GOAL: Can you write out the rows from the line with "Exercise. For every instance of the white house, find" to the line with "[(581, 248)]" again, substituting "image coordinates" for "pixel coordinates" and keeping everything else unchanged?

INFORMATION GIVEN:
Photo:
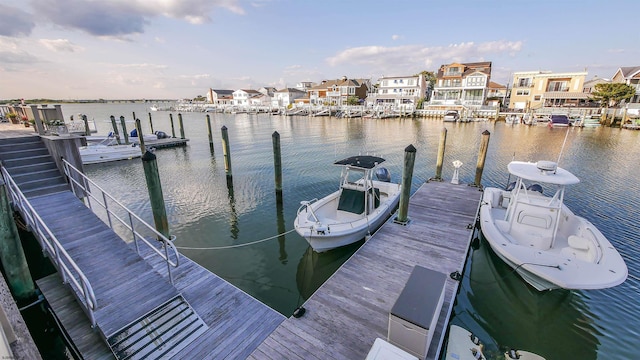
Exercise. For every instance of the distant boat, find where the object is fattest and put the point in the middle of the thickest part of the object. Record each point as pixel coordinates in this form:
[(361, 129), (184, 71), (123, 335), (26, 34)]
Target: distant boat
[(559, 120), (100, 153), (541, 238), (359, 207)]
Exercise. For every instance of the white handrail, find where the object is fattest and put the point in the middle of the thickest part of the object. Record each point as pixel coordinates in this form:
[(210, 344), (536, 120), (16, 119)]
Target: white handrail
[(72, 173), (69, 270)]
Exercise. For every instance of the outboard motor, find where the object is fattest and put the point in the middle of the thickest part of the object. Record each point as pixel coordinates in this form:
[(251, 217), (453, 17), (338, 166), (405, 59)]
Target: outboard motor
[(535, 187), (382, 174)]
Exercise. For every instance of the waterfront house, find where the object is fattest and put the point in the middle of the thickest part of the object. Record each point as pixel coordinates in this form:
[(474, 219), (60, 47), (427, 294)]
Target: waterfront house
[(629, 75), (244, 97), (538, 89), (286, 97), (398, 91), (337, 92), (496, 94), (461, 84), (220, 97)]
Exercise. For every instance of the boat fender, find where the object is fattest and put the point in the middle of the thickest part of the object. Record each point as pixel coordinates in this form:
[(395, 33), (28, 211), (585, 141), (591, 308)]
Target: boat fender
[(299, 312), (535, 187), (513, 354), (320, 228)]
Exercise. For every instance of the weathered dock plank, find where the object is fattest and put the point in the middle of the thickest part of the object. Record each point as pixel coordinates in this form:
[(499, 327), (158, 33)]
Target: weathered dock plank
[(347, 313)]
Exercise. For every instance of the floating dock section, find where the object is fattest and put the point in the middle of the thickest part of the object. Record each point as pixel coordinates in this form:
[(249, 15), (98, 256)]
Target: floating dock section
[(346, 315)]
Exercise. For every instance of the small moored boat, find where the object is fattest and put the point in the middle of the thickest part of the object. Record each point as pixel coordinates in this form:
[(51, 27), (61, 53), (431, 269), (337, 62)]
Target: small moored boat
[(359, 207), (541, 238)]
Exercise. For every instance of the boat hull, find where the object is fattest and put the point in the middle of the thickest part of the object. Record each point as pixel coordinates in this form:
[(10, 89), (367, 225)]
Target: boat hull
[(336, 228), (564, 264), (96, 154)]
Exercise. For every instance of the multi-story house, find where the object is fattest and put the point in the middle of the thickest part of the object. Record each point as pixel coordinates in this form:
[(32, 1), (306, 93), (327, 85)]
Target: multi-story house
[(337, 92), (538, 89), (398, 90), (462, 84), (220, 97), (246, 97), (629, 75), (286, 97)]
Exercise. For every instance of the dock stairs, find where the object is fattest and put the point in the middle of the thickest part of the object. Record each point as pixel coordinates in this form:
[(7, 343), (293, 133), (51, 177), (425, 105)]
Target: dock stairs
[(153, 323)]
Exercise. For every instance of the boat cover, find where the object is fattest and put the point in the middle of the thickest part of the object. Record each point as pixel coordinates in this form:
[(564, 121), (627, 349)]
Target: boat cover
[(361, 161)]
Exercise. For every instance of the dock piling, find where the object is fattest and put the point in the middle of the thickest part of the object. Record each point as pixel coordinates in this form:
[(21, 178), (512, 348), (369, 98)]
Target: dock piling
[(154, 186), (181, 126), (277, 162), (440, 160), (87, 131), (115, 129), (407, 178), (13, 259), (124, 130), (227, 153), (151, 124), (210, 133), (173, 129), (482, 155)]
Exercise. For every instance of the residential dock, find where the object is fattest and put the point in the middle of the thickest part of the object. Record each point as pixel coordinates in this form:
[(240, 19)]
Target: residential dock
[(347, 313)]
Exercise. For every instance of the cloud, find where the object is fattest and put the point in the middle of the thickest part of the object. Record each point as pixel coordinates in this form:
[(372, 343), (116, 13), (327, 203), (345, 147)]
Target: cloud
[(15, 22), (385, 59), (119, 17), (60, 45), (11, 56)]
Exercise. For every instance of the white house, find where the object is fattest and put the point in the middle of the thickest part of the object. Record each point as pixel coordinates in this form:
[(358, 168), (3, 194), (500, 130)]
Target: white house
[(399, 90)]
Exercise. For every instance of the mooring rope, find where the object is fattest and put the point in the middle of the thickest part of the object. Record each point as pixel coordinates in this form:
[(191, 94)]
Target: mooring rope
[(232, 246)]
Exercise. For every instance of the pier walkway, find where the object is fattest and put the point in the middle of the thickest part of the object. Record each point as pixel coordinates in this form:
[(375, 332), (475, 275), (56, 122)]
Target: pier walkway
[(118, 292), (348, 312)]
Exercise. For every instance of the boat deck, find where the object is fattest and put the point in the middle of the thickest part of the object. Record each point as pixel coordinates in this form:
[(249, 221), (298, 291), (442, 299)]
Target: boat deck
[(348, 312)]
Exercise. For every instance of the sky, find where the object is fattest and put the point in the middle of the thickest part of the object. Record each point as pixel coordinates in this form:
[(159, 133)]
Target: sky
[(172, 49)]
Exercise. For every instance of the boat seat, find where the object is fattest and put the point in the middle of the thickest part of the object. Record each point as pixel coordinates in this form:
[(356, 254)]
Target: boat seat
[(581, 248)]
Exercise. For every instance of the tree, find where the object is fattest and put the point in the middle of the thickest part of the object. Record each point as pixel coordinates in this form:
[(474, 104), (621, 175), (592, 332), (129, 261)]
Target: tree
[(611, 94)]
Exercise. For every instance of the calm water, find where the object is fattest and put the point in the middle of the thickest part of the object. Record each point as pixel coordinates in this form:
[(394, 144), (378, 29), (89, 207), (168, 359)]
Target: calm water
[(494, 303)]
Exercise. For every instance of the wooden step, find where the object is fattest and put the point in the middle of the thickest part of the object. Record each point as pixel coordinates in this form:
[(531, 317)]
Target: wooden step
[(161, 333)]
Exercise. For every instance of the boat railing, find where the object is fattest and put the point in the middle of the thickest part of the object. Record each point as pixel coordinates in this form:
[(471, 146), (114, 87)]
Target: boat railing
[(67, 267), (133, 225), (307, 205)]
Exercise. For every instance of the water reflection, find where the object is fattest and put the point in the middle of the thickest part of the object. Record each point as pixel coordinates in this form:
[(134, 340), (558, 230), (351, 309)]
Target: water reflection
[(505, 312), (315, 268)]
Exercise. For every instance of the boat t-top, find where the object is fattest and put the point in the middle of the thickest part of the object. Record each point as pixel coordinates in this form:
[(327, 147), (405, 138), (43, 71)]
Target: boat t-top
[(541, 238), (359, 206)]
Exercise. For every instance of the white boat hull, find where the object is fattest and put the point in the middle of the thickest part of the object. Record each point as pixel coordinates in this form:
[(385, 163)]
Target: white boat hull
[(579, 257), (94, 154), (338, 228)]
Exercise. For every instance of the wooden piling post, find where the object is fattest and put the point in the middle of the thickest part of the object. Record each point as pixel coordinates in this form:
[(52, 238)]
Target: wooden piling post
[(482, 155), (227, 153), (210, 133), (173, 129), (440, 160), (115, 129), (181, 126), (11, 252), (277, 163), (124, 130), (151, 124), (154, 186), (87, 131), (407, 178)]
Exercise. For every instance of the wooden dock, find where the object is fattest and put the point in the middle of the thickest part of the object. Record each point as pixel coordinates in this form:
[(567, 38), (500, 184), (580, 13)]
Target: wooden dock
[(347, 313), (138, 312)]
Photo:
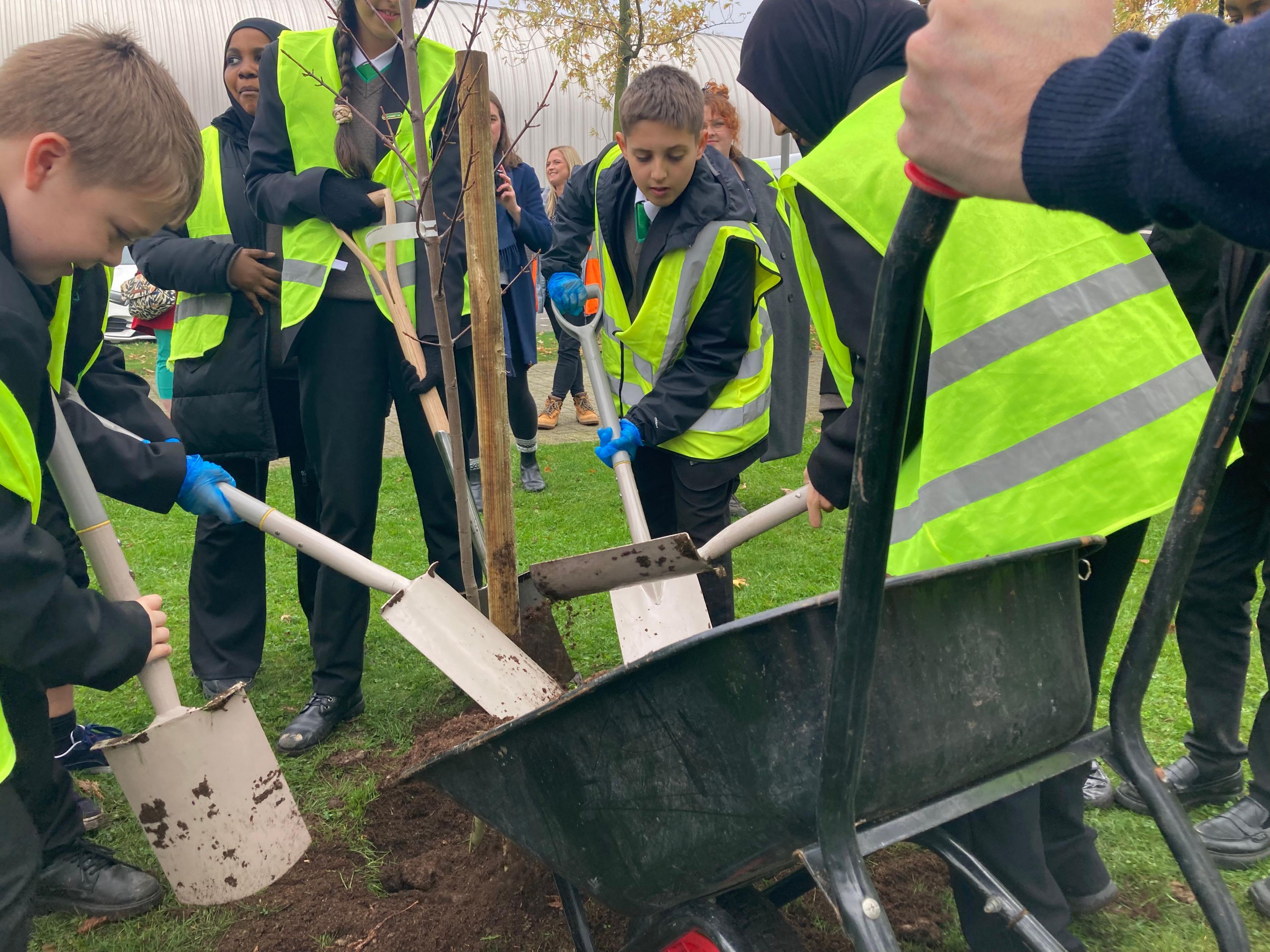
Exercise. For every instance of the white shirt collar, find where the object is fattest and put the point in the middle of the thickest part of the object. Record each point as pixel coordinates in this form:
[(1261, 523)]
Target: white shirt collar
[(650, 209), (381, 63)]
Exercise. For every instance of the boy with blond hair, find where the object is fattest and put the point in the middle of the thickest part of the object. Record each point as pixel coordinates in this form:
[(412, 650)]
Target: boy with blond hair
[(97, 150), (688, 343)]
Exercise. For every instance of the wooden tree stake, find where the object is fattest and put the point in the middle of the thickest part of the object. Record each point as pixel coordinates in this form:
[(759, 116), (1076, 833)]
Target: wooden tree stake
[(487, 299)]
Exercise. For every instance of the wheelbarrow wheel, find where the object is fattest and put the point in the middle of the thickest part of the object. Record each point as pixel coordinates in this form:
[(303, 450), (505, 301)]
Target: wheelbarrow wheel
[(761, 922), (742, 921)]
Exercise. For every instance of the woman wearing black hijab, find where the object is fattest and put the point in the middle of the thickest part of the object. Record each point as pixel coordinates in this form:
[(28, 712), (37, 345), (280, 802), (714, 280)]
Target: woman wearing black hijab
[(235, 395), (812, 63)]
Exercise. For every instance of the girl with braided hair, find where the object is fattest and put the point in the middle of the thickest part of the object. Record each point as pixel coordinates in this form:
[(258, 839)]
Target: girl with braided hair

OUTPUT OF THE EXERCISE:
Exercise. For every instance of the white house, find where the object is fattest and put the point in the middle of the thickest part of the object. Record each point as image coordinates in this form:
[(358, 168), (3, 194), (500, 130)]
Target: white house
[(399, 90)]
Exercise. For every instance of the mooring rope, find where the object is fattest and put the point in the middle of the thickest part of the object. Record each point as image coordinates in this form:
[(191, 94)]
Target: mooring rope
[(232, 246)]
Exercise. For every instance of the pier walkway, find where the object is fattest and put the point in the middle of the thickest part of the object. Record each point as image coordinates in this form:
[(375, 332), (475, 275), (56, 122)]
Target: pier walkway
[(118, 292), (348, 312)]
Exercise. For every instance of the boat deck, find where the object is fattest and put the point in the middle of the thickest part of the object. Record each point as image coordinates in this form:
[(249, 221), (298, 291), (442, 299)]
Target: boat deck
[(348, 312)]
Exercise. For every instance of the sky, find where the object is fattest and put the point in the middle of the thickest part of the object. Record each point as image coordinates in this form:
[(159, 133)]
Target: sky
[(172, 49)]
Exercise. For every instance of the boat seat, find where the object is fattest and put the point in the middle of the thickest part of the object. Record each point as image coordinates in this form:
[(356, 254)]
Target: boat seat
[(581, 248)]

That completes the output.